> [Extracted material]:
* Start *

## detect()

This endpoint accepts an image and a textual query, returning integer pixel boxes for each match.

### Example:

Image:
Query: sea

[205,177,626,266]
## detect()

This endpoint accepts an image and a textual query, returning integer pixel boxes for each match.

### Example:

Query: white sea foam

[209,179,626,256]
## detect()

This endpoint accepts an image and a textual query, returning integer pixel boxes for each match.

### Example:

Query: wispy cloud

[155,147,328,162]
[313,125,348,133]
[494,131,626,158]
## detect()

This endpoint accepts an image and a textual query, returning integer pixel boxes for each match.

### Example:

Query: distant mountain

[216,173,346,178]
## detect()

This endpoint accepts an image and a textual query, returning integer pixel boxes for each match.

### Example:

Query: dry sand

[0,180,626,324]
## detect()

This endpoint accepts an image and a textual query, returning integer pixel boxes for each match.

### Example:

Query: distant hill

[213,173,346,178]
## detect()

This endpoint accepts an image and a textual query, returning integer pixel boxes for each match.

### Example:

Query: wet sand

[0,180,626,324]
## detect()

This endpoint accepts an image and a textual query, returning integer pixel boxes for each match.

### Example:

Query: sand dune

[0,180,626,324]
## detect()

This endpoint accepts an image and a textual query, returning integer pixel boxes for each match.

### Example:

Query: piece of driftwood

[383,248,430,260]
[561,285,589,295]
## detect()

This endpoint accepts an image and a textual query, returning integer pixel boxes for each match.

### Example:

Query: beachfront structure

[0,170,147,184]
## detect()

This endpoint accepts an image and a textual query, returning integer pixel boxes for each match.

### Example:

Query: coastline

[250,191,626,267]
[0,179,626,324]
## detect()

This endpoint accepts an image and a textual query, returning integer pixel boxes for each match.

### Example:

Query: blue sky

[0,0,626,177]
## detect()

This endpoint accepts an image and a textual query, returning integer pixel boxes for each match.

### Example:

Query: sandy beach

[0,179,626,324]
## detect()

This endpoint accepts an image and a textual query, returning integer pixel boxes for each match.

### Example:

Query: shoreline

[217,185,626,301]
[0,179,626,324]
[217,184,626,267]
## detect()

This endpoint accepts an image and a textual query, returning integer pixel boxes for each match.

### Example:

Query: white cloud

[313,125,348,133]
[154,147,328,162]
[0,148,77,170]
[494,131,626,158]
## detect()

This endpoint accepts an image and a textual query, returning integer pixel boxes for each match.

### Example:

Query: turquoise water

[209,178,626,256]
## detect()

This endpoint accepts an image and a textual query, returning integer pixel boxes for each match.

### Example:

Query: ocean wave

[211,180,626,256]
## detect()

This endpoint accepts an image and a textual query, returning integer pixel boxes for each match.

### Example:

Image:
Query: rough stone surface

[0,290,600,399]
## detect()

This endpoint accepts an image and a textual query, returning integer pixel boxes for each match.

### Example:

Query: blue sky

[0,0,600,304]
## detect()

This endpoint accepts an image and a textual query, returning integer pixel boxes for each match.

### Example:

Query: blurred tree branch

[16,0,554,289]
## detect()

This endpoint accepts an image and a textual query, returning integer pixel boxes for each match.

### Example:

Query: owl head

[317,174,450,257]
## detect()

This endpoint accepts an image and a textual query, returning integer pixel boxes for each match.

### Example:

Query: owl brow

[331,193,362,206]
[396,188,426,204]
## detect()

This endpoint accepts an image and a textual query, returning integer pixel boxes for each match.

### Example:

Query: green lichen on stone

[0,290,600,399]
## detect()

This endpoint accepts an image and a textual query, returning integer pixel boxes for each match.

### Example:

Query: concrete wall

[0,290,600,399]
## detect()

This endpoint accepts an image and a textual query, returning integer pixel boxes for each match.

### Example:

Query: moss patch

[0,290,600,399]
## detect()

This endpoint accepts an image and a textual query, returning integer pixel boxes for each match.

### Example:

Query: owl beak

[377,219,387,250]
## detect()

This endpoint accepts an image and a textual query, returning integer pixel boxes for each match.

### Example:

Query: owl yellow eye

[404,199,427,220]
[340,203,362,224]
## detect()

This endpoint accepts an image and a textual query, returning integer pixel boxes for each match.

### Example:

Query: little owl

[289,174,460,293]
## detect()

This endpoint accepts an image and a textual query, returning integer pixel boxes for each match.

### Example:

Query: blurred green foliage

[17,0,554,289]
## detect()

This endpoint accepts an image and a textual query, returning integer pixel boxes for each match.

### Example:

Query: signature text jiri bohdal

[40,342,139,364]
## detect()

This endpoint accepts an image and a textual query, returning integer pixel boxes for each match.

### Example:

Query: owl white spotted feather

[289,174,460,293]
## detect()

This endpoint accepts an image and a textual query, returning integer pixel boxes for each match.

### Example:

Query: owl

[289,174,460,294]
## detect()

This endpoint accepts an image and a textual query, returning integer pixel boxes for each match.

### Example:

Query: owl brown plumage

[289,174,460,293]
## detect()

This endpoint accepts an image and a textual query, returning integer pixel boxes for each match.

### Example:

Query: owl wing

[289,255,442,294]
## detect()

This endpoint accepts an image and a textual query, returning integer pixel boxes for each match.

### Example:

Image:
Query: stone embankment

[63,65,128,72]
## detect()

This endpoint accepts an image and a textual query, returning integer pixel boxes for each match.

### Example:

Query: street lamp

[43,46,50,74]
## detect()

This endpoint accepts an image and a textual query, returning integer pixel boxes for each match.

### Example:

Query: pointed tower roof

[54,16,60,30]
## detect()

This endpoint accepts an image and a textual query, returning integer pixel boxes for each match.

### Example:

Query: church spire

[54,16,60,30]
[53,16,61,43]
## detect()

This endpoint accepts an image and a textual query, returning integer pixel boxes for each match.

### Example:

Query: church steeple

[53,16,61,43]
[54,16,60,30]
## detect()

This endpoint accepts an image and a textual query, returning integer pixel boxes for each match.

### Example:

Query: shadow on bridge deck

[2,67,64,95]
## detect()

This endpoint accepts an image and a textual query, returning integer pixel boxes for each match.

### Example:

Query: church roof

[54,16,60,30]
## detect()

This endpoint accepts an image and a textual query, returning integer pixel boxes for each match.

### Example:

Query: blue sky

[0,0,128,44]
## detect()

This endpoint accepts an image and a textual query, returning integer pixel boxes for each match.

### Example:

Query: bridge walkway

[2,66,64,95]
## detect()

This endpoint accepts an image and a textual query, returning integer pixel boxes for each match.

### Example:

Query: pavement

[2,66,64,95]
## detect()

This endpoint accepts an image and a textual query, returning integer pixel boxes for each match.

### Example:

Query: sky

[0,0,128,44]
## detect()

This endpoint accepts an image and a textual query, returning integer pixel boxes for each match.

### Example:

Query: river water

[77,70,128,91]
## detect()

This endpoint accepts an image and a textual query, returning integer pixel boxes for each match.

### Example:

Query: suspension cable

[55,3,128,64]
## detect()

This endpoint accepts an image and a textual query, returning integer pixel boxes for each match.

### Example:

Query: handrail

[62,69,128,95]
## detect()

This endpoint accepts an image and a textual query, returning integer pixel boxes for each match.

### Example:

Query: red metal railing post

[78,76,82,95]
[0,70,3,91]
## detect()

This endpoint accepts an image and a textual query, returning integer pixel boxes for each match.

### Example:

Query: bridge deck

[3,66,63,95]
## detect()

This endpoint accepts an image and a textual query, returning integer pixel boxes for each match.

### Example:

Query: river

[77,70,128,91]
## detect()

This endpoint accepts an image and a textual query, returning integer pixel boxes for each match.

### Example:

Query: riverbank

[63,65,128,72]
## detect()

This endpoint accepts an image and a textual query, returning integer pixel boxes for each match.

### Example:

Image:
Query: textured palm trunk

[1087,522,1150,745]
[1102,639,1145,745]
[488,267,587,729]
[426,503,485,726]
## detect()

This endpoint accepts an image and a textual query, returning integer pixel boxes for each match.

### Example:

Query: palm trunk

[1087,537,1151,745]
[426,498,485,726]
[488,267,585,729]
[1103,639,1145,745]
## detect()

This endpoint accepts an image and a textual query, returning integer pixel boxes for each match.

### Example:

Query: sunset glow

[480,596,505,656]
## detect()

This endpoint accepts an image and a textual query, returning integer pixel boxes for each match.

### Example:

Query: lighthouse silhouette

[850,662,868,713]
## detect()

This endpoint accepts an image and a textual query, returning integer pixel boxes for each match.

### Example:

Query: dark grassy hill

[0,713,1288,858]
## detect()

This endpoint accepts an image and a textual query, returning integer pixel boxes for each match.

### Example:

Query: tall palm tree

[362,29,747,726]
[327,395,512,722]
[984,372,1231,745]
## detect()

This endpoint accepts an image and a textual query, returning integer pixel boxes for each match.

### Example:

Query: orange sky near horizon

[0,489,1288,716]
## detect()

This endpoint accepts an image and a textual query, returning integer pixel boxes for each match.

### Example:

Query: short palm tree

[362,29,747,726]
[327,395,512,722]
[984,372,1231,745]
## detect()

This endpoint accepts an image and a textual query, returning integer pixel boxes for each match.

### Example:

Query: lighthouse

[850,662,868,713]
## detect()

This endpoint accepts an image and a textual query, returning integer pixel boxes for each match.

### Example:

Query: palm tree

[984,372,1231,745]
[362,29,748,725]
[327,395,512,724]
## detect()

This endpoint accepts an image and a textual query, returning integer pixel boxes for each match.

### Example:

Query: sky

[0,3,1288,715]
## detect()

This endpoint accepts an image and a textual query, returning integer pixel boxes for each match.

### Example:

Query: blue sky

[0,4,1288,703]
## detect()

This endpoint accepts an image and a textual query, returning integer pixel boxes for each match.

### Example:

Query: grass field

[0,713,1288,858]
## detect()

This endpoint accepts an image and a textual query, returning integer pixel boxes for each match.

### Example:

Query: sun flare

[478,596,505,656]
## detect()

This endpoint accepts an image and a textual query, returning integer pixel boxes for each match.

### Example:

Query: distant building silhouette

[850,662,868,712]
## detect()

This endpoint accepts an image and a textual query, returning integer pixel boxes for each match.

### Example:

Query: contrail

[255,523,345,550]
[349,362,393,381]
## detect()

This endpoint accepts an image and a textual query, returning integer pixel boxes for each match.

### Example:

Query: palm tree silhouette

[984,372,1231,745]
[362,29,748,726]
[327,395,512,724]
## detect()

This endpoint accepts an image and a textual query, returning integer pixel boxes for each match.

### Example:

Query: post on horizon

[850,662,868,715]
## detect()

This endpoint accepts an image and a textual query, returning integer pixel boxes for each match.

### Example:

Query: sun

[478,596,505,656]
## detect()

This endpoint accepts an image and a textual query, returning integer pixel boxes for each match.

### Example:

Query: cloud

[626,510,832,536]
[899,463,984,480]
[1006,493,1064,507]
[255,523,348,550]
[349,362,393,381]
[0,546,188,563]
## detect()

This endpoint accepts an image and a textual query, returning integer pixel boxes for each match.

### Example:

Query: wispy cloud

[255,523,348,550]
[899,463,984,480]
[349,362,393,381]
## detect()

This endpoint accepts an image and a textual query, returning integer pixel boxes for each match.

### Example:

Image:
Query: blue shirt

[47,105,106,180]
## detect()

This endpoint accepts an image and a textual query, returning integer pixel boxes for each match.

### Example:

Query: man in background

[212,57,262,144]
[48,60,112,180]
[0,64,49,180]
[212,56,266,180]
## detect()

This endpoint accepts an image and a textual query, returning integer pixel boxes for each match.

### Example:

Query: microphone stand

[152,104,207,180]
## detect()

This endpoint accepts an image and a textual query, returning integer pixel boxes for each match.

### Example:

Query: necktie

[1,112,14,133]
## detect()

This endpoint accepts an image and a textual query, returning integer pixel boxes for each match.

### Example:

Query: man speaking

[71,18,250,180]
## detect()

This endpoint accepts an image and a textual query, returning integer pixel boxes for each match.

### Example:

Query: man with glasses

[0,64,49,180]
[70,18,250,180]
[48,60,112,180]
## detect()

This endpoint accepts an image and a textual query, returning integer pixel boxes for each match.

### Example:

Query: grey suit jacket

* End *

> [Given exercise]:
Extract each line of the records that contains the string "distant", in the order in which the lines appear.

> [Result of this exercise]:
Query: distant mountain
Query: distant hill
Query: distant building silhouette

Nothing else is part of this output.